**TEXT SEGMENT**
# # # # #

A tangled web

The police, Security Intelligence Service and the Government Communications Security Bureau are pushing for major new surveillance powers including the ability to spy on emails. Nicky Hager investigates. THE secretary of the anti-free trade group turns on her computer and types in the security password. Her computer holds all the group’s membership lists and meeting […]

The police, Security Intelligence Service and the Government Communications Security Bureau are pushing for major new surveillance powers including the ability to spy on emails. Nicky Hager investigates.

THE secretary of the anti-free trade group turns on her computer and types in the security password. Her computer holds all the group’s membership lists and meeting minutes so she makes sure no one else knows the password. Their group has been unpopular with the government in the leadup to a major free trade conference and she doesn’t want anyone snooping on their plans.

A little later she dials up the internet to check and reply to her email. Without her knowledge, she is no longer alone. As soon as she is connected to the internet a computer in a surveillance centre in another city_or even another country_detects she is there and the intelligence technician begins his work.

Using techniques dreamed up by school-age hackers, the technician bypasses the computer’s security systems, takes control of the computer operating system and begins searching folder by folder through the directory. Soon he is copying confidential files on to his own computer. No need for politically embarrassing banging on the front door and producing a search warrant these days.

He doesn’t bother copying any email files. All the emails to and from members of the group have been forwarded automatically from the service provider for months. They joke that they often read the letters before the people to whom they are addressed.

Part way through downloading her computer files, and others from networked computers, the target disconnects from the internet and gets on with her other work. No matter. As soon as she is online again, they’ll be back . . .

All of this will soon be possible.

New surveillance laws, devised under a National government and now promoted by cabinet minister Paul Swain, include legalising spying on internet communications, allowing police and intelligence agencies to hack covertly into individuals’ computers and forcing people to hand over computer passwords and encryption keys so that email communications and computer files can be read. The new legislation would also impose “requirements” on internet service providers and telephone companies to co-operate with intelligence agencies and police and install systems to assist spying on their customers.

# # # # #

**INSTRUCTION 1**
Update the surveillance article's passage starting at "Part way through" and ending at "on their customers.", replacing "cabinet minister" with "government minister".
**INSTRUCTION 2**
List every organization that the surveillance article says is pushing for major new surveillance powers.

# # # # #

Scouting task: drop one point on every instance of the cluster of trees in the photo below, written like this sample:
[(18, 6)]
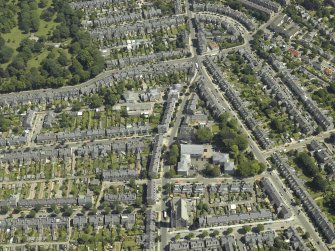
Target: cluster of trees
[(325, 96), (29, 18), (310, 169), (4, 123), (5, 52), (212, 171), (248, 166), (165, 6), (204, 135), (329, 202), (278, 125), (173, 155), (307, 164), (230, 137), (257, 14), (8, 12), (75, 62)]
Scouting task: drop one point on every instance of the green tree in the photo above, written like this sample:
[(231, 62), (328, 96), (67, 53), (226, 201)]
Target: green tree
[(212, 171), (94, 101), (260, 228), (307, 164), (5, 54), (4, 210), (173, 155), (4, 124), (246, 229), (204, 135), (229, 231), (319, 183)]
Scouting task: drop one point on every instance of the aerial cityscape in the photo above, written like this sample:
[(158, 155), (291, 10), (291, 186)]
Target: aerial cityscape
[(167, 125)]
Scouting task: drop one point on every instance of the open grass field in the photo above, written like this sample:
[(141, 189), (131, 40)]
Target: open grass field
[(15, 36)]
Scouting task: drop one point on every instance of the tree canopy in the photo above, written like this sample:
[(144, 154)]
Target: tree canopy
[(76, 58), (204, 135)]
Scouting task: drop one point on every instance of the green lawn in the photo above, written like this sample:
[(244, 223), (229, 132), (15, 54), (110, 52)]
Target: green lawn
[(14, 38)]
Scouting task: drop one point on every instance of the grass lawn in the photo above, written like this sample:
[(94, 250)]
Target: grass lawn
[(15, 36)]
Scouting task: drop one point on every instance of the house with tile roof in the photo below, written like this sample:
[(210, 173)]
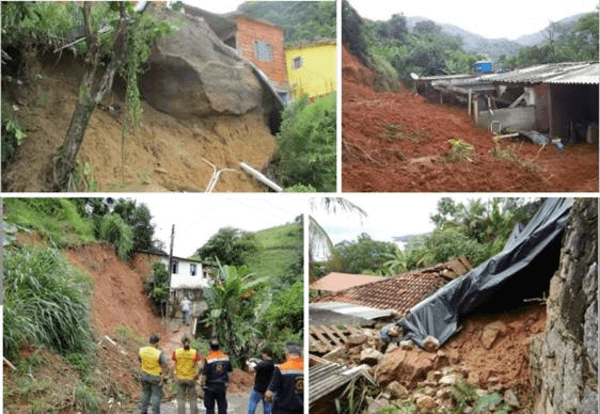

# # # # #

**EXERCISE OUTPUT 1**
Part way through downloading her computer files, and others from networked computers, the target disconnects from the internet and gets on with her other work. No matter. As soon as she is online again, they’ll be back . . .

All of this will soon be possible.

New surveillance laws, devised under a National government and now promoted by government minister Paul Swain, include legalising spying on internet communications, allowing police and intelligence agencies to hack covertly into individuals’ computers and forcing people to hand over computer passwords and encryption keys so that email communications and computer files can be read. The new legislation would also impose “requirements” on internet service providers and telephone companies to co-operate with intelligence agencies and police and install systems to assist spying on their customers.

**EXERCISE OUTPUT 2**
- The police
- Security Intelligence Service
- Government Communications Security Bureau